→ Exercise prompt: Copy the data from the line with "Where can you find the white wall tile" to the line with "pixel 28 170", swapping "bathroom sink" for "washbasin" and leaving everything else unchanged. Leave the pictures out of your copy.

→ Data:
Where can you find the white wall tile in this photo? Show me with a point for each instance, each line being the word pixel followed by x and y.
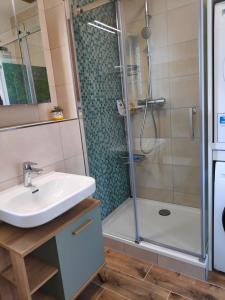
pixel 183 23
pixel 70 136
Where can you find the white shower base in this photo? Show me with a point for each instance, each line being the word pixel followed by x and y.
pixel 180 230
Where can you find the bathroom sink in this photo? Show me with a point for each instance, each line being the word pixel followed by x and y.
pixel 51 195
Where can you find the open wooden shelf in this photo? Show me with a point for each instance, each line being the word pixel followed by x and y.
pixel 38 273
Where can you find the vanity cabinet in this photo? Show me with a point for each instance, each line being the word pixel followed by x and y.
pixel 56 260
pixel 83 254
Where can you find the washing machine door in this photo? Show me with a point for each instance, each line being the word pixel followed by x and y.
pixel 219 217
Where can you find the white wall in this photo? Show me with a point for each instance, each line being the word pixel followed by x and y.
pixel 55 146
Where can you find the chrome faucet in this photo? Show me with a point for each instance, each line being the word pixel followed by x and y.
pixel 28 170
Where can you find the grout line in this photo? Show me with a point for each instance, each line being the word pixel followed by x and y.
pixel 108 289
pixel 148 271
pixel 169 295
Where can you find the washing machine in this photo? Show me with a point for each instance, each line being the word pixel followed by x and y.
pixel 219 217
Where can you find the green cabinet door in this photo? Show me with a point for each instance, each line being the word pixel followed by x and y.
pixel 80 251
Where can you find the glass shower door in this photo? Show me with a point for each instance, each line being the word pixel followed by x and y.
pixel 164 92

---

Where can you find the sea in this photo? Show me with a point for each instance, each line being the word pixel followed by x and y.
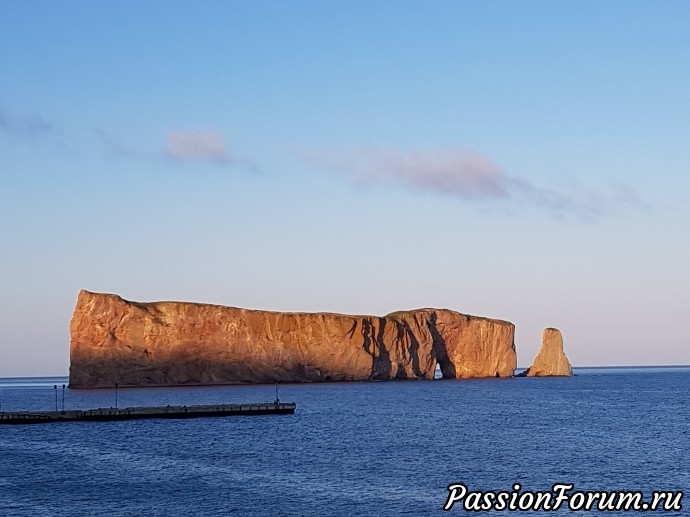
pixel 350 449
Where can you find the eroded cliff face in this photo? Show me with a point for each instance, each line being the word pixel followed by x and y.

→ Response below:
Where can you find the white wall tile in this photo? Show me with a point for each instance, each line being the word pixel followed by x and y.
pixel 183 23
pixel 70 136
Where can you find the white shower base in this photo? Show me with a point for each instance, each line being the word pixel followed by x and y.
pixel 180 230
Where can you find the washbasin in this photo? Show me with a point for each instance, each line being the word pixel followed by x and y.
pixel 51 195
Where can you find the open wooden shelf in this photo? Show me with a point for each instance, each line being the word pixel followed by x and y.
pixel 38 273
Where can you find the vanity cabinet in this photo? Show me with a point for each instance, each line being the word pixel followed by x and y.
pixel 56 260
pixel 83 254
Where can you find the washing machine door in this photo? Show me with a point for each instance, each line being the word pixel followed by x and y.
pixel 219 217
Where can you find the white wall in this photo? Show me with a point for each instance, each line being the word pixel followed by x and y.
pixel 55 146
Where can you find the chrome faucet in this photo? Show me with a point for each instance, each line being the word pixel followed by x and y.
pixel 28 170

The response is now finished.